• [Records provided]
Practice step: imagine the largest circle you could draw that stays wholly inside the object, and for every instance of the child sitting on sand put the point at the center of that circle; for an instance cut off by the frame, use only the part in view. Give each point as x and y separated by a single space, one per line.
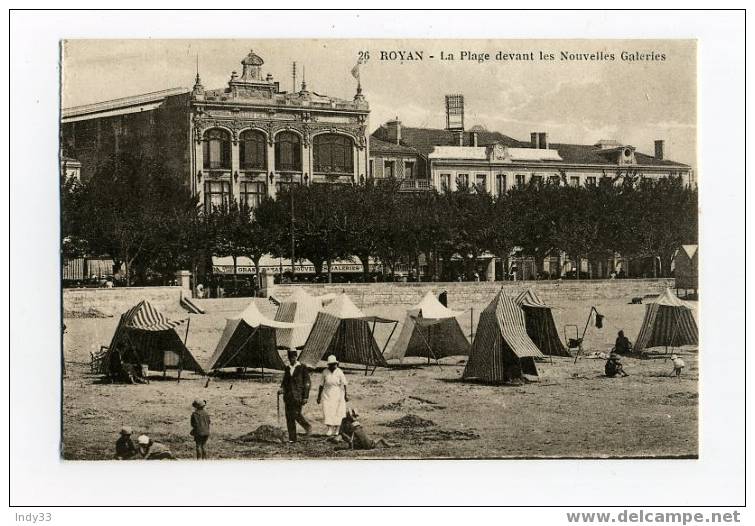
678 365
353 434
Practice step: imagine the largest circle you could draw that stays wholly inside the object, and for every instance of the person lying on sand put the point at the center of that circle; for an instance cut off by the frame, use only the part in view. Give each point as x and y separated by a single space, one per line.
614 367
151 450
354 435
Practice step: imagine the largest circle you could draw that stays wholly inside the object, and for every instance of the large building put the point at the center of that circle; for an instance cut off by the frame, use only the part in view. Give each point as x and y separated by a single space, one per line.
449 159
243 141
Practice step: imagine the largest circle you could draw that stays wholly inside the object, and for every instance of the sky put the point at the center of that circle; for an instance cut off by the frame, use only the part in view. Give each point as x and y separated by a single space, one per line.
579 99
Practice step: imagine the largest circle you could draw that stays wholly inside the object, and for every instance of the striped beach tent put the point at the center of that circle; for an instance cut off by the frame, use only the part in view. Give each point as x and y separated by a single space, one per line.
430 330
668 322
249 340
145 336
501 350
302 308
343 330
541 327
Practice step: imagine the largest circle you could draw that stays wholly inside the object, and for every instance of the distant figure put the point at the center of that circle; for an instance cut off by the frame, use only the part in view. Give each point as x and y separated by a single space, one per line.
614 367
678 365
295 390
124 446
623 345
354 435
200 427
151 450
333 396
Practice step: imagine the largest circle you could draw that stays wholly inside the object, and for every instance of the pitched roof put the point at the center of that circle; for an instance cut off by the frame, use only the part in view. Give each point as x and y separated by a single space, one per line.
380 146
426 139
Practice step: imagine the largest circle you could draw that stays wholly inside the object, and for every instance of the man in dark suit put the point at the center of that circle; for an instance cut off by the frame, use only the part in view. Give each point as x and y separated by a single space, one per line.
295 390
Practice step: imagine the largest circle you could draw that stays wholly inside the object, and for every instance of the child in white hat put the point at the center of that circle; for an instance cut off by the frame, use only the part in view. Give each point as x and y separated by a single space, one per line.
678 365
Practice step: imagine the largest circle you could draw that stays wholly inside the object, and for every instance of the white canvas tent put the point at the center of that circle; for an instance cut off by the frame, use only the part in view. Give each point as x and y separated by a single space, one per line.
302 308
430 330
249 340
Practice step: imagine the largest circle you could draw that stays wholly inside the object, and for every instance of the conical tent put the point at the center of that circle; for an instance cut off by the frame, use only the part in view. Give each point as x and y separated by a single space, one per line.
301 308
343 330
430 330
541 327
249 340
501 350
668 322
145 336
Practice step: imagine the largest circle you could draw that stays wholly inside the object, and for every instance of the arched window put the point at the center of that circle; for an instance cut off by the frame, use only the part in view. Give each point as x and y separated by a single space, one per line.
333 154
217 149
252 150
288 152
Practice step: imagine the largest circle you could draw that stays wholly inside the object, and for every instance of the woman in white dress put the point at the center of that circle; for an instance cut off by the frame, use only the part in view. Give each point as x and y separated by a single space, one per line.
332 395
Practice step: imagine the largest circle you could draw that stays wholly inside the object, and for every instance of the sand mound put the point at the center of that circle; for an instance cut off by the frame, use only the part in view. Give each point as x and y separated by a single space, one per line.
436 435
89 312
412 403
265 433
410 422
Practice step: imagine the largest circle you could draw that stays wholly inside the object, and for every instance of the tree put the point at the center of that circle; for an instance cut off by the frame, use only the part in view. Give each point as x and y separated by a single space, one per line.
124 208
667 212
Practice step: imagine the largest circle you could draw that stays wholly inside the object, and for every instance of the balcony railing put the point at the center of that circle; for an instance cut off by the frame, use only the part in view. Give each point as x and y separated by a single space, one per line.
412 185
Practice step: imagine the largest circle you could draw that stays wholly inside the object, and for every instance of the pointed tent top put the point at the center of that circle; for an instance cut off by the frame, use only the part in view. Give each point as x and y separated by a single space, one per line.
690 250
430 308
529 298
510 320
342 307
254 318
299 295
145 316
669 299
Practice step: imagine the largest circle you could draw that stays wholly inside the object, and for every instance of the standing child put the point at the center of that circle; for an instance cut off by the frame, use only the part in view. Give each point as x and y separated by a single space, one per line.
200 427
678 365
124 446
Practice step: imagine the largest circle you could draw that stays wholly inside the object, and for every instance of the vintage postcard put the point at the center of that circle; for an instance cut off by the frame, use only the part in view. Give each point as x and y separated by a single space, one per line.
386 249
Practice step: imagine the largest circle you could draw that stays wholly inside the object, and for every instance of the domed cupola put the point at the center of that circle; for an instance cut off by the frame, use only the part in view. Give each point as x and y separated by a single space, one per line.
252 65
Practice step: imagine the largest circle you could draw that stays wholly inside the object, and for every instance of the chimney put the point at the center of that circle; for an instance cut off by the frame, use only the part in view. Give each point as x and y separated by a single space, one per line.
393 129
659 150
535 140
543 140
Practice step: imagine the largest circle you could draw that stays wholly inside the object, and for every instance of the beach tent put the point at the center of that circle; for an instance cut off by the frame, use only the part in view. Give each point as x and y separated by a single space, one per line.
430 330
302 308
343 330
668 322
147 337
501 350
249 340
541 327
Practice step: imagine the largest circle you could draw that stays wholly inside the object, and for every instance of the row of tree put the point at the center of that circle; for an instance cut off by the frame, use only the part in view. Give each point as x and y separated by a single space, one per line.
146 219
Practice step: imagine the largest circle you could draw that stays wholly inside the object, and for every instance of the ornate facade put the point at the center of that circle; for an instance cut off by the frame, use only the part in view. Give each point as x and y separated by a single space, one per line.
243 142
250 139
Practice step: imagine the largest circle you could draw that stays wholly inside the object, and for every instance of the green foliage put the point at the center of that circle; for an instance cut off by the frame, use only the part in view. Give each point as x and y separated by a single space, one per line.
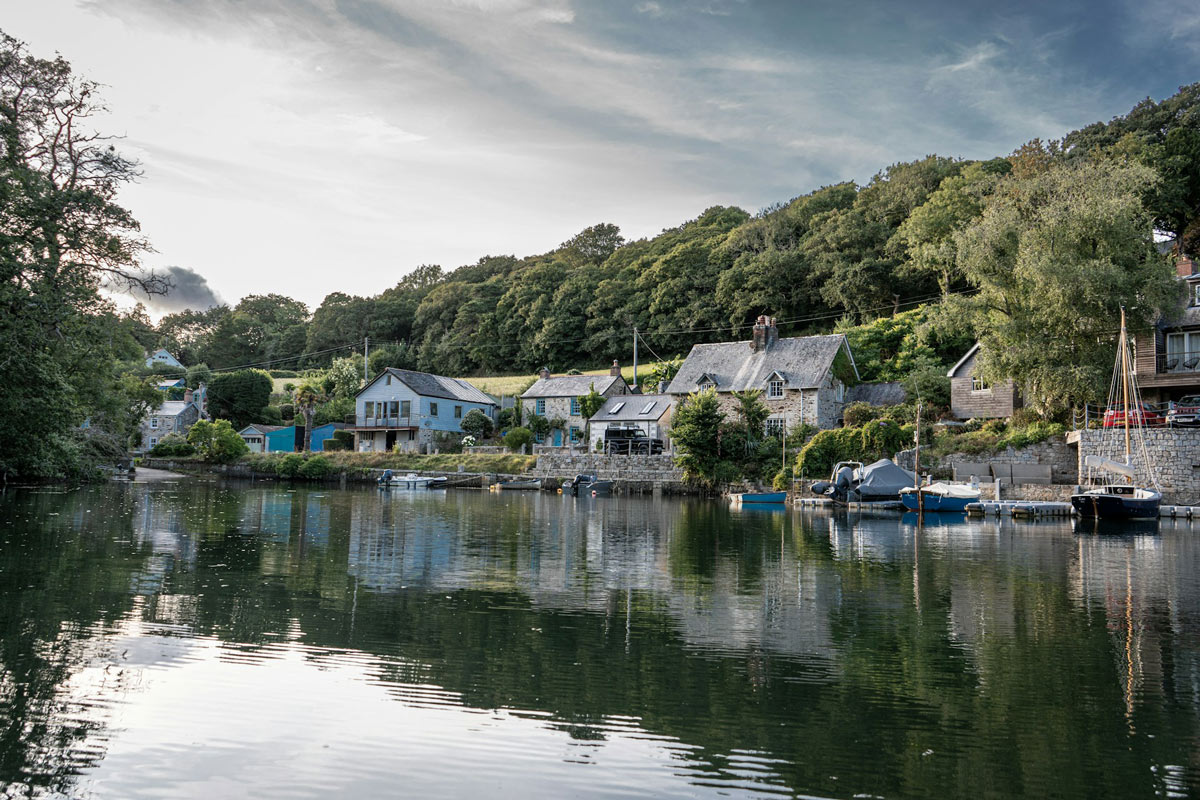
315 468
240 396
517 439
216 441
477 423
695 428
173 445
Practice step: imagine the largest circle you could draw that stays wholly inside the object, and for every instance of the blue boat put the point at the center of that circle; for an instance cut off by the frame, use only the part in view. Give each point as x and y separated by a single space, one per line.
940 497
761 497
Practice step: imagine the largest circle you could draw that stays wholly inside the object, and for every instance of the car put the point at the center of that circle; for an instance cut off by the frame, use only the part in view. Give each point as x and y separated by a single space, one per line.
1145 416
630 441
1185 413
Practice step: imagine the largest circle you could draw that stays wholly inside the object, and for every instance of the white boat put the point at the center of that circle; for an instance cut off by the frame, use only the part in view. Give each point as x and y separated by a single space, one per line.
411 481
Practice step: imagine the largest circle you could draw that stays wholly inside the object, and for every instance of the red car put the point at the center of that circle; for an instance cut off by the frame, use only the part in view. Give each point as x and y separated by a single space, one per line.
1146 416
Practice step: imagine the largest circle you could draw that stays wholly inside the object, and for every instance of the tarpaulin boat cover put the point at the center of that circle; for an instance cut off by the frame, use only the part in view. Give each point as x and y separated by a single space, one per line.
883 481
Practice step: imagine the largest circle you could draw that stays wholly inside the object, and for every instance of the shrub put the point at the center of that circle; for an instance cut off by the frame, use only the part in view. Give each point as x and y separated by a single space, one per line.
172 445
316 468
289 465
519 438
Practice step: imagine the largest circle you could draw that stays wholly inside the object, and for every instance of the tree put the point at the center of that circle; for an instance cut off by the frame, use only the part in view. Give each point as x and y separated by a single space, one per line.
240 396
61 236
695 428
477 423
1055 256
217 441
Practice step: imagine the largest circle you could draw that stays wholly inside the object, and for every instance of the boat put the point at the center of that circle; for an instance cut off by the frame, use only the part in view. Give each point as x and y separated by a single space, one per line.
1120 495
853 482
534 483
411 481
760 497
940 497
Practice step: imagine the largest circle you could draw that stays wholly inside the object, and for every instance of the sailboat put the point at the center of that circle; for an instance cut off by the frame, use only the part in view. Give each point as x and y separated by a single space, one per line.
1120 497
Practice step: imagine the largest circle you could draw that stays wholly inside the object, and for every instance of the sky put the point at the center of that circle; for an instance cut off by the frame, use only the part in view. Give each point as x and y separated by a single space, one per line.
307 146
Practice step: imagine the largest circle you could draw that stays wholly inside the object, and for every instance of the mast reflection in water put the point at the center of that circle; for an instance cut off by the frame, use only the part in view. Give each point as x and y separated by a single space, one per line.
205 639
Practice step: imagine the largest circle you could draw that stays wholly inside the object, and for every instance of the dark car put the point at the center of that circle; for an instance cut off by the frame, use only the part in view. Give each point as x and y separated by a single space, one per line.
1186 411
630 441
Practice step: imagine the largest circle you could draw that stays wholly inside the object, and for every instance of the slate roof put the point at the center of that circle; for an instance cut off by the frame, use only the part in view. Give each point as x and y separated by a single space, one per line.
733 366
877 394
427 385
569 385
628 408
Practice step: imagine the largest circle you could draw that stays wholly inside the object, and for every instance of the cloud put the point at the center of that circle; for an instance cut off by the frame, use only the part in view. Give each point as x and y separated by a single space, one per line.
189 289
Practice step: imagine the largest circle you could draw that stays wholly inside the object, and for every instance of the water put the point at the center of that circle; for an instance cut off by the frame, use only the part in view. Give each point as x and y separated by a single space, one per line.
197 639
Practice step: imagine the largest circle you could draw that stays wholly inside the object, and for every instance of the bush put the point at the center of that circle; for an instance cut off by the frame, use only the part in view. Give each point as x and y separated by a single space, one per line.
316 468
519 438
289 465
172 445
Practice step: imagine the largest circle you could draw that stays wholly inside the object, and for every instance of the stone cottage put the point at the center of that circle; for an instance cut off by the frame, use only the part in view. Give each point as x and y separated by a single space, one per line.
803 378
558 397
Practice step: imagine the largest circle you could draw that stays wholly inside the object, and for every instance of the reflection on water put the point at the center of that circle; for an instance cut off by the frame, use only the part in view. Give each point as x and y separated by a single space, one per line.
201 639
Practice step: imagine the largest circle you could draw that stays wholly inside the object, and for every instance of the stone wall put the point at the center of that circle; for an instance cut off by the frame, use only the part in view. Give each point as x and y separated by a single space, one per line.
1174 457
1055 451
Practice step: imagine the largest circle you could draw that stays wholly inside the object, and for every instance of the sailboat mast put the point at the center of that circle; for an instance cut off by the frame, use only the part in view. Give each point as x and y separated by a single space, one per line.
1125 384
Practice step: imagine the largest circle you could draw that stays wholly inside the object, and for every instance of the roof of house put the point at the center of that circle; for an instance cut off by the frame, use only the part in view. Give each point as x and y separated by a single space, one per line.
265 428
877 394
634 408
427 385
570 385
953 370
171 408
803 361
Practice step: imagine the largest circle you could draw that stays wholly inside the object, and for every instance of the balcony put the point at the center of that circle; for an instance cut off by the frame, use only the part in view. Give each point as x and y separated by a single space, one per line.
382 422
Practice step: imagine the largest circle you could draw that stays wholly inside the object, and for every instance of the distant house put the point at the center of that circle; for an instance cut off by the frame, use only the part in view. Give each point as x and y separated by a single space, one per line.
803 379
269 438
173 416
162 356
405 409
1167 361
972 397
558 397
649 413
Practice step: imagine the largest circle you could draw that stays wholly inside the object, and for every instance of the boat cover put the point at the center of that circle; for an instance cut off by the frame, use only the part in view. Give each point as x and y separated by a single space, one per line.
883 481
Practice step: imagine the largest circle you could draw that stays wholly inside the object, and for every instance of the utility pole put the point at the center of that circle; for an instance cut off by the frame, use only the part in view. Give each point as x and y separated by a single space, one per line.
635 358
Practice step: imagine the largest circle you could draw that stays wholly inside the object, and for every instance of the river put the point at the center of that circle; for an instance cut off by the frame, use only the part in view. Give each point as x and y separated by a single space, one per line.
198 638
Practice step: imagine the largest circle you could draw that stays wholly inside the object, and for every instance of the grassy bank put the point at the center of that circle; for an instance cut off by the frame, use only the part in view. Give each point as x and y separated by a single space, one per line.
349 462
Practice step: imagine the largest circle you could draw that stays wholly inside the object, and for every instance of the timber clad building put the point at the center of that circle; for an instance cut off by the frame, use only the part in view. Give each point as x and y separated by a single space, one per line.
971 397
803 379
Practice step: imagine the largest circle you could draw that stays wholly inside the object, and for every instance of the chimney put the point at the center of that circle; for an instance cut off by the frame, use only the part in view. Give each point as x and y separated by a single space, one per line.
765 334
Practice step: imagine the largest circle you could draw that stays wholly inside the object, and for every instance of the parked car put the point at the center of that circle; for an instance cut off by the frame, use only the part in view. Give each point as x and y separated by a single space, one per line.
1146 416
630 441
1186 411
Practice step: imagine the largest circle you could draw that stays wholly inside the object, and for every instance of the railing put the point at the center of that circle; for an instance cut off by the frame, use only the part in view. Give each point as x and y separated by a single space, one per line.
1177 362
363 421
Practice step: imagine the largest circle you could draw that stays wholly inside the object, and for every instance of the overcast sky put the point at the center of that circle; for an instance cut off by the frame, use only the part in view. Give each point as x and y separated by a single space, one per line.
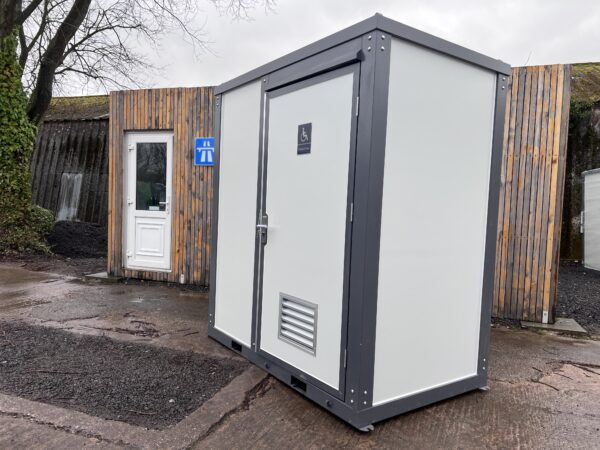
519 32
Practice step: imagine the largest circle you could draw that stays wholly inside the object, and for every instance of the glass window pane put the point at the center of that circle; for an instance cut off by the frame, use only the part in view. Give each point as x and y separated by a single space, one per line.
151 181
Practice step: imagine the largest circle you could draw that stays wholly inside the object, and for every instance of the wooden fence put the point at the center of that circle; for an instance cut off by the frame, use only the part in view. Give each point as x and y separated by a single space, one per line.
72 147
532 184
188 113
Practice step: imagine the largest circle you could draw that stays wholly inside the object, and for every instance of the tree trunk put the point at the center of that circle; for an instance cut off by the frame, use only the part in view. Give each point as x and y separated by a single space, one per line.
9 12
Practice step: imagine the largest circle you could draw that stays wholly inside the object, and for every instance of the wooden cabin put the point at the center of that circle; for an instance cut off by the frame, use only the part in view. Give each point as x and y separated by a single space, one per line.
159 208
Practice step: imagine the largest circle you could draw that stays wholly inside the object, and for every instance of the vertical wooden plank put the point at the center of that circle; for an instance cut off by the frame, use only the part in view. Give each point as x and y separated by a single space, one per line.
209 196
528 311
524 280
562 163
547 187
512 238
552 218
110 212
538 238
516 294
496 304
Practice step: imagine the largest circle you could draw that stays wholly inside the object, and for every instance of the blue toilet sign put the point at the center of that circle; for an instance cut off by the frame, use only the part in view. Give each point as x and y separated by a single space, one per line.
204 154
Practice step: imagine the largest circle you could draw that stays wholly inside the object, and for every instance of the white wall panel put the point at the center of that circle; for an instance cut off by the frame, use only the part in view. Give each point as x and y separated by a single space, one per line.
240 125
435 192
591 208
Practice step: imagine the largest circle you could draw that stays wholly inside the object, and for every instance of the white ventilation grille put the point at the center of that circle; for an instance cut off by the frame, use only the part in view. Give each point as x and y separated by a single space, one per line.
298 322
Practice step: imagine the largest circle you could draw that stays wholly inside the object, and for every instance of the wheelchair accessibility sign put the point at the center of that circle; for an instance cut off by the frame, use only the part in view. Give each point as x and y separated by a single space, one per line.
204 155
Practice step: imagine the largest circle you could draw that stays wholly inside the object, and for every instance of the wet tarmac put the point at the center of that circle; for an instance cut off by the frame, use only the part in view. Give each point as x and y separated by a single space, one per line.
544 389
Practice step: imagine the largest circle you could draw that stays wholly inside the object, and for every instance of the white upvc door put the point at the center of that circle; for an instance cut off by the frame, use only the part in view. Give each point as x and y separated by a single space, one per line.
591 220
149 157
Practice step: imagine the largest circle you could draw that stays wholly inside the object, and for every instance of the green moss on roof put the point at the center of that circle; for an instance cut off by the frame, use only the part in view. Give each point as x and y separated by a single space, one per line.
585 82
87 107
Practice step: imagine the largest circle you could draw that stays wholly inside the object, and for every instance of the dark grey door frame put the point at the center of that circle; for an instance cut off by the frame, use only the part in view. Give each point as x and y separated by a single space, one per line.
281 88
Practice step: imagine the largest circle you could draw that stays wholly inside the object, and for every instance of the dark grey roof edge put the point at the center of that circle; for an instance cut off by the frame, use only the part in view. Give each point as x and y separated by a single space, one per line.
590 172
441 45
382 23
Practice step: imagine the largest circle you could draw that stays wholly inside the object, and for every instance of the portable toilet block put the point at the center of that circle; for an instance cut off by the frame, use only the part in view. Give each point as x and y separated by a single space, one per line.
355 210
590 219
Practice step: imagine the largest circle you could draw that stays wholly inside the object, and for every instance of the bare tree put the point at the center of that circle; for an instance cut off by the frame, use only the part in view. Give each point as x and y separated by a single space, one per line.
67 42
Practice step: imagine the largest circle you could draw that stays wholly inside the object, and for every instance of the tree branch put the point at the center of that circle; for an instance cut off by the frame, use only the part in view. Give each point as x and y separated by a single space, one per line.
42 93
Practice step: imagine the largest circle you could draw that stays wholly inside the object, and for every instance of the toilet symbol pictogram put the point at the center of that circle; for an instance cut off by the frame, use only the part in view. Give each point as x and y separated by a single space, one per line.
204 154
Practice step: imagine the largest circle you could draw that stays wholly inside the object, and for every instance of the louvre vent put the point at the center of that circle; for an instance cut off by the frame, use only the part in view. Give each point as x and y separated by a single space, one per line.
298 322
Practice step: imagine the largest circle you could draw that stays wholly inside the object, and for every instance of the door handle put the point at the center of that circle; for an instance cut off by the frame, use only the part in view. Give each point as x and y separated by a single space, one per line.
165 204
262 227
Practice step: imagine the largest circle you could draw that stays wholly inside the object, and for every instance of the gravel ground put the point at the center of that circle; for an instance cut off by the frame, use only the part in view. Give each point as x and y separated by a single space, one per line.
79 239
579 295
138 384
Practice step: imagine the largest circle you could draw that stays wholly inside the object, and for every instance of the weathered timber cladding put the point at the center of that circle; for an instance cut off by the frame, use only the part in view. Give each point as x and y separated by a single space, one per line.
188 113
532 185
72 146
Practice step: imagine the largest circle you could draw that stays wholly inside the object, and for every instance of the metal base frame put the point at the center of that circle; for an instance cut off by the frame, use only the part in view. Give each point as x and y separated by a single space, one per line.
367 43
361 419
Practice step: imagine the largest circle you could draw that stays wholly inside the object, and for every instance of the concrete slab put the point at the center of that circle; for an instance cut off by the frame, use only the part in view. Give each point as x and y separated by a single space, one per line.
562 325
544 388
103 277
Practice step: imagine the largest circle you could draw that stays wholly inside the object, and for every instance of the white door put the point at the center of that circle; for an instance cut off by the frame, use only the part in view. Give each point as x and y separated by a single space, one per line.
591 219
148 197
309 154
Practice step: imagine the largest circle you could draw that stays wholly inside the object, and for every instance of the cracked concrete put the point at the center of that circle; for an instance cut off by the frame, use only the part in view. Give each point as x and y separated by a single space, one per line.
544 389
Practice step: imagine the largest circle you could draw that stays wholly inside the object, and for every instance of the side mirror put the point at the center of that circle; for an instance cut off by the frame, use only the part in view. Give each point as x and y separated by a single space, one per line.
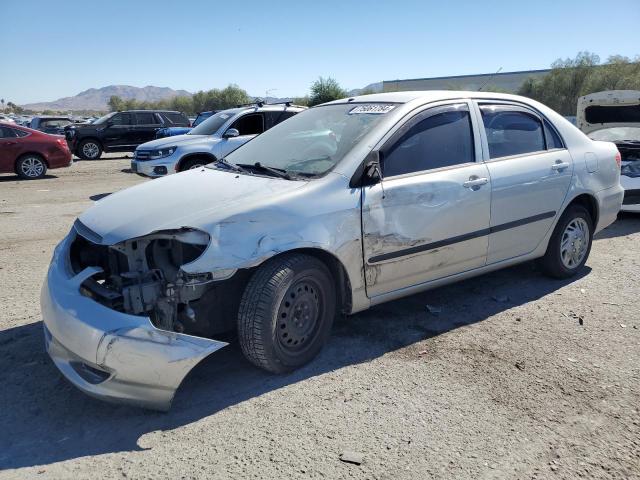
369 171
231 133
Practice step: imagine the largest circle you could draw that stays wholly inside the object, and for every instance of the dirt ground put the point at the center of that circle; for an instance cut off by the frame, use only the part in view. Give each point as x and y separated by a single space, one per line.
518 376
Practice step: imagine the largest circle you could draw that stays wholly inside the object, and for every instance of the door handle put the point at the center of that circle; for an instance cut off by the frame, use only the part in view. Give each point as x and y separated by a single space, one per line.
475 182
560 165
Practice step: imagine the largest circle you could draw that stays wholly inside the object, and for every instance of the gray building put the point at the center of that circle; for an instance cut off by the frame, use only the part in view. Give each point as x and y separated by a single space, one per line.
504 81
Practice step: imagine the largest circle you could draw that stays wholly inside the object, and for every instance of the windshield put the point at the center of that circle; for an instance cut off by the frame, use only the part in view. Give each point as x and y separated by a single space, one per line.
314 141
212 124
616 134
104 118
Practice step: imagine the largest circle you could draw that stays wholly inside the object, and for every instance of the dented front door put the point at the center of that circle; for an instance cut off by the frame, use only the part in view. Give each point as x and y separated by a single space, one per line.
427 224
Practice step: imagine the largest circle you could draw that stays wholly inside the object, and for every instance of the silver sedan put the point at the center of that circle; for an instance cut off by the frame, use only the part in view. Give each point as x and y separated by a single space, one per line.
344 206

• [Problem statement]
Repeat word for word each line from the one with "of the gray" to the end of the records above, inclusive.

• [Task result]
Practice step: imagine the largest circle you could draw that stays wholly inside the object, and for every instance of the gray building put the point at the center of that circle; for an instance cut off by the frame, use only the part in view. Give each point as x and y separated by a single space, one per line.
504 81
Practice step: imagine the largest circle you could draw that stays wholly inside the object, and for every instance of the windshield put the point at the center of that circle; for an instance cut off by the frame, use only the part in view. Give each point as x and y separated by a single space, one per line.
314 141
212 124
616 134
104 118
Practice step: imagine the largest circle you could draw that stays wholly inside the object, and for every instance of the dented front door put the point at the center of that circle; for an instance cut off by the frame, use only the part in view. Give each point as x and y separated by a single space, one per line.
427 224
Practice step: imagine the largest circle you could draw that stays wholly inside the object, and for every instance of the silver sedan put the point at the center of that circle; for an instance cut off by the frame, use only the part in view. Give each point as x and y separated by a single space, one per line.
344 206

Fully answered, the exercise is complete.